- **Textabschnitt**:
=-=-=

Bei Prüm denken wahrscheinlich viele Menschen noch an einen alten Witz mit Bundeskanzler Helmut Kohl [1]. Manfred Lang hat in seiner Rubrik „Manni kallt Platt“ des WochenSpiegels [2] gerade auch eine Anekdote zu Prüm veröffentlicht. Aber mich hatten nicht Witze nach Prüm geführt, sondern ich wollte die Sankt Salvator Basilika besuchen und in ihr wollte ich mir insbesondere das Hochgrab von Lothar I. ansehen. Hier werde ich mich neben der Sankt-Salvator-Basilika also auch mit Lothar I. etwas beschäftigen, denn immerhin heiße auch ich Lothar [3].
Prüm ist eine hübsche Kleinstadt im Eifelkreis Bitburg Prüm. Mit etwa 5500 Einwohnern. Die Prüm ist ein Nebenfluss der Sauer am Fuße des Schneifel-Höhenzuges [18]. 720 wurde Prüm erstmals als villa prumia erwähnt. 721 gründeten Bertrada und Charibert mit Mönchen aus dem Kloster Echternach ein Kloster in Prüm. 799 erfolgte die Weihe der Klosterkirche St. Salvator. „Etwa in den Jahren 891–919 entstand hier das Liber aureus von Prüm, die bedeutendste Urkundensammlung aus der Karolingerzeit.“ [4]
Gehen wir kurz auf die Gründung des Klosters ein. Die fränkische Adlige Bertrada hatte 721 da Kloster gegründet, aber es erfolgte eine zweite Gründung im Jahr 752 durch Pippin III., einem Sohn von Karl Martell, der mit Bertrada verheiratet war, wobei diese Bertrada die Enkelin der erstgenannten Bertrada war. Zu diesem Zeitpunkt kamen Benediktiner aus Meaux bei Paris in das Kloster [5]. Lothar I. gehörte zum Geschlecht der Karolinger und war u.a. römischer Kaiser und König des Mittelreiches, das später Lothringen genannt wurde. Er dankte 855 ab und teilte das Reich unter seinen Söhnen auf, zog sich als Mönch in das Kloster Prüm zurück, wo er nur sechs Tage später verstarb [6]. Das klingt überraschender und dramatischer, als es war. Lothar I. war bereits schwer erkrankt, als er abdankte, das Reich teilte und sich ins Kloster zurückzog.

=-=-=

- **Inhalt des Datensatzes**:
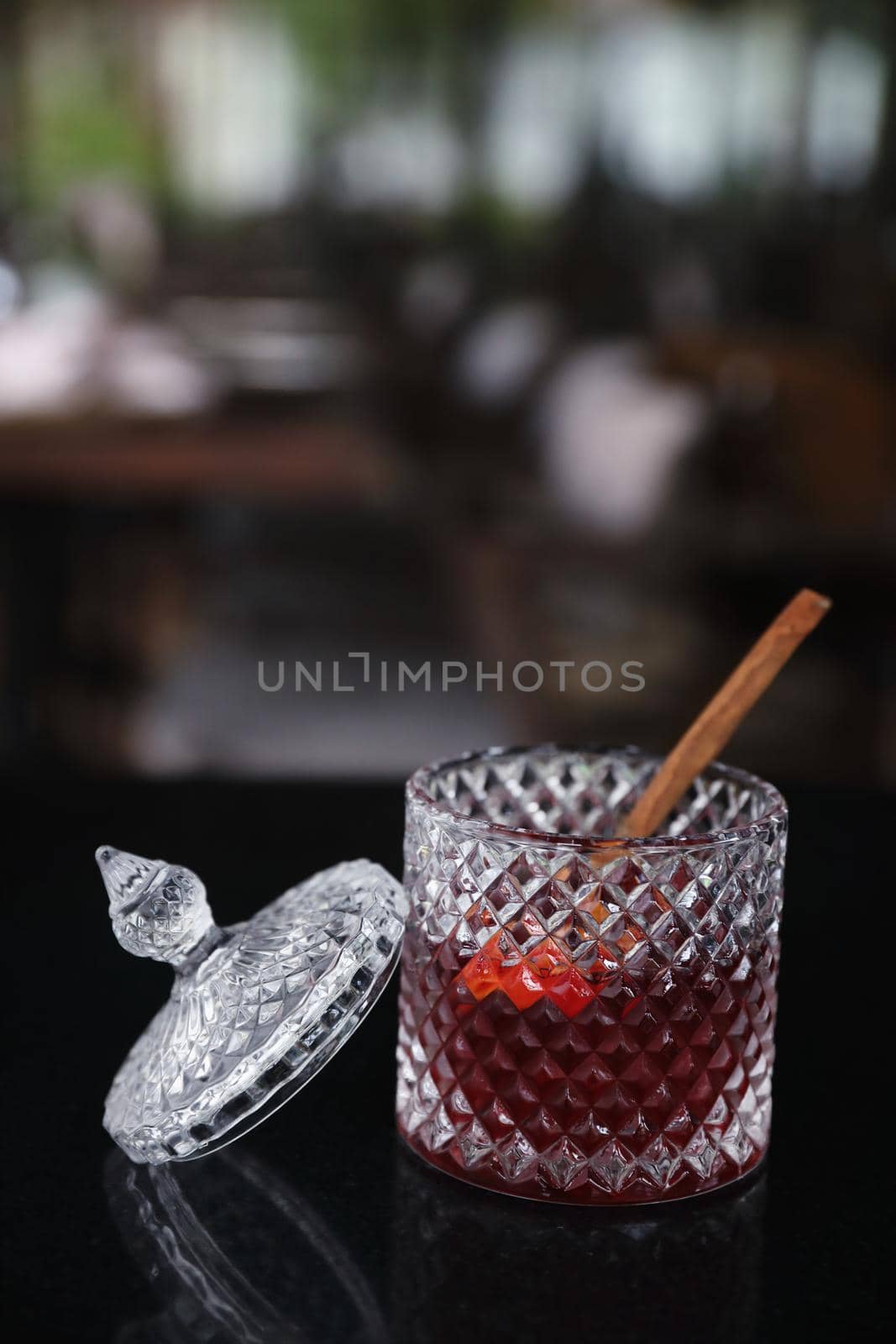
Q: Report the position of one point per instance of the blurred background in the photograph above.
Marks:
(524, 329)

=-=-=

- **Arbeitsanweisungen**:
1. In welchem Jahr wurde die Klosterkirche St. Salvator laut dem Text über Prüm geweiht?
2. Setze den Text über Prüm nach seinem letzten Satz fort.
Die Liste hat mit dem Text über Prüm nichts zu tun.

- **Lösungen**:
1. Im Jahr 799.

2.
Kommen wir zur Geschichte des heutigen, barocken Sankt-Salvator-Basilika; sämtliche Daten wurden aus [5] extrahiert. Bei Ausgrabungen im Jahr 2017 entdeckte man nördlich der Basilika Fundamente der alten Abteikirche (erste Hälfte des 16. Jahrhunderts). Der heutige Nordturm war der Südturm der alten Kirche. Die Klosterkirche wurde 1721 gebaut. 1794 wurde das Kloster im Rahmen der Säkularisation aufgelöst, aber bereits 1802 wurde aus der Abteikirche eine Pfarrkirche. „Im Jahr 1860 entdeckte man beim Abbau des alten Hochaltars die Gebeine Kaiser Lothars und die Reliquien der Märtyrer Primus und Felicianus.“ Beschleunigen wir diesen Exkurs. Die Basilika litt schwer unter Bombenangriffen während des 2. Weltkrieges; „Heiligabend 1945 kurz vor der Christmette stürzte jedoch plötzlich das Gewölbe des rechten Seitenschiffes und des gesamten Langschiffes ein“. Der Wiederaufbau erfolgte originalgetreu und war 1950 vollendet.
Für die Gebeine Lothars und die Reliquien der Märtyrer wurde ein Hochgrab errichtet, das von Kaiser Wilhelm I. finanziell unterstützt wurde. Der Barockaltar stammt aus der Karmeliterkirche St. Nikolaus in Bad Kreuznach und wurde erst im Jahr 1927 in die Basilika gebracht. Das Grabmal liegt auf der rechten Seite. Da es im Altarraum liegt und man es auch aus der Entfernung gut sehen kann, muss der Altarraum für eine Besichtigung nicht betreten werden.
Die Klais-Orgel aus dem Jahr 1973 ist in das Gehäuse der Nollet-Orgel von 1786 gearbeitet worden [7]. Im Zuge dieses Umbaus erhöhte sich die Zahl der Register von 31 auf 43. Ein Beispiel kann hier abgerufen werden [8].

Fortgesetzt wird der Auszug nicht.